=== Source data ===
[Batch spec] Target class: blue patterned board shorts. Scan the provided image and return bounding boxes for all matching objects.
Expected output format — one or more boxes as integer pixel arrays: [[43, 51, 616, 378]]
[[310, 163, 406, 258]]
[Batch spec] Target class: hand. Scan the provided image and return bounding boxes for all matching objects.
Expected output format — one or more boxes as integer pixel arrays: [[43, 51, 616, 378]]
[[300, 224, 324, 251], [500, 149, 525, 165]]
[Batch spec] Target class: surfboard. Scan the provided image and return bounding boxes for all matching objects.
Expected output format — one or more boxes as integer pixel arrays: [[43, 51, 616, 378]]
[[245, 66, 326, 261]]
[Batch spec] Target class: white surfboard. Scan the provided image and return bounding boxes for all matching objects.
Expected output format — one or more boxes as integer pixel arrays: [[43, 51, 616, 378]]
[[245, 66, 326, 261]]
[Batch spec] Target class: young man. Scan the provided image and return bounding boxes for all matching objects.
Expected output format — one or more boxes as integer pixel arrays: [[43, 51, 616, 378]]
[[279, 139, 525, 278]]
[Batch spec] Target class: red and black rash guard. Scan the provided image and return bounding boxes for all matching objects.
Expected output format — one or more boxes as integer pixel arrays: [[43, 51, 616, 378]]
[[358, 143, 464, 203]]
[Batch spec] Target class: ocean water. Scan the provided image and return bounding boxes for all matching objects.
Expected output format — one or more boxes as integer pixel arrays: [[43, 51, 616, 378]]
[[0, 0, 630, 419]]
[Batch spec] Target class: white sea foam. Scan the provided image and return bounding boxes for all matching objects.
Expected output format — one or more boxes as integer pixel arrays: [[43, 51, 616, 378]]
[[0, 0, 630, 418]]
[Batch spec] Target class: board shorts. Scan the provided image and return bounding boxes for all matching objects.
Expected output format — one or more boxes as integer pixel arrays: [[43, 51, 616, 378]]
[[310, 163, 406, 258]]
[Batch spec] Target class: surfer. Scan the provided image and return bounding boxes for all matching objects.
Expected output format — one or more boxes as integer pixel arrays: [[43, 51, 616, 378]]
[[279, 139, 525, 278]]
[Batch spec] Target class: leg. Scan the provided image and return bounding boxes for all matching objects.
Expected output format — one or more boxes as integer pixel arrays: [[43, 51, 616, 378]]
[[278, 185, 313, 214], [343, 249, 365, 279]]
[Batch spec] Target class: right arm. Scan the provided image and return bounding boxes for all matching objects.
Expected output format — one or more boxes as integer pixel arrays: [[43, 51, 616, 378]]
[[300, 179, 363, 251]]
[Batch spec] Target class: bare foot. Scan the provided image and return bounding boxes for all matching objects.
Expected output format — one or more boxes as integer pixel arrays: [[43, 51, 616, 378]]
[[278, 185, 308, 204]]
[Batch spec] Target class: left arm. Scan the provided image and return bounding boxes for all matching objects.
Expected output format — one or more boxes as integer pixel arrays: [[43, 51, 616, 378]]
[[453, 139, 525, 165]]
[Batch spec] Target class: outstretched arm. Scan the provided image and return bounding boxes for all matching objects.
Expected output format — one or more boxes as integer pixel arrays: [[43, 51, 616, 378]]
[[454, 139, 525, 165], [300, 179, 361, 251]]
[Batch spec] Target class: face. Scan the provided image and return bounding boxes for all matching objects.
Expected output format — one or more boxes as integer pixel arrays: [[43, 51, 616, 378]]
===
→ What this task involves: Reproduce the lines above verbatim, from the line with "[Batch spec] Target class: young" up to and including the line with "[[278, 185, 313, 214], [343, 249, 365, 279]]".

→ Solution for this exercise:
[Batch spec] Target class: young man. Scan the provided image and return bounding boxes for all matching objects.
Expected output format — one or more boxes as integer pixel arrays: [[43, 51, 616, 378]]
[[279, 139, 525, 278]]
[Batch spec] Target class: red and black rash guard. Scan the provided image and return bounding boxes for all matching objects.
Expected output format — one or more boxes as integer pixel arrays: [[43, 51, 616, 378]]
[[358, 143, 464, 203]]
[Batch spec] Target class: ocean water. Scan the provided image and return bounding boxes for all matching objects.
Expected output format — one or more boxes as integer pixel arrays: [[43, 51, 616, 378]]
[[0, 0, 630, 419]]
[Batch spec] Target class: white sea foam. Scan the provided image and return bounding boxes for all matching objects.
Expected output format — one or more boxes as integer pixel arrays: [[43, 51, 616, 378]]
[[0, 0, 630, 418]]
[Batch spec] Target class: board shorts. Scan the provided image and return bounding boxes for all matching objects.
Expected output format — one or more boxes as integer pixel arrays: [[43, 51, 616, 378]]
[[310, 163, 406, 258]]
[Batch spec] Target class: surfer. Scan the provided image and return bounding boxes for all matching objects.
Expected output format — one or more boxes as integer pixel arrays: [[43, 51, 616, 378]]
[[279, 139, 525, 278]]
[Batch spec] Target class: leg. Scan the provided image and return bounding boxes for all matching objects.
Expected output format — one or more boxes as integer pixel arrays: [[43, 51, 616, 378]]
[[278, 185, 313, 214], [343, 249, 365, 279]]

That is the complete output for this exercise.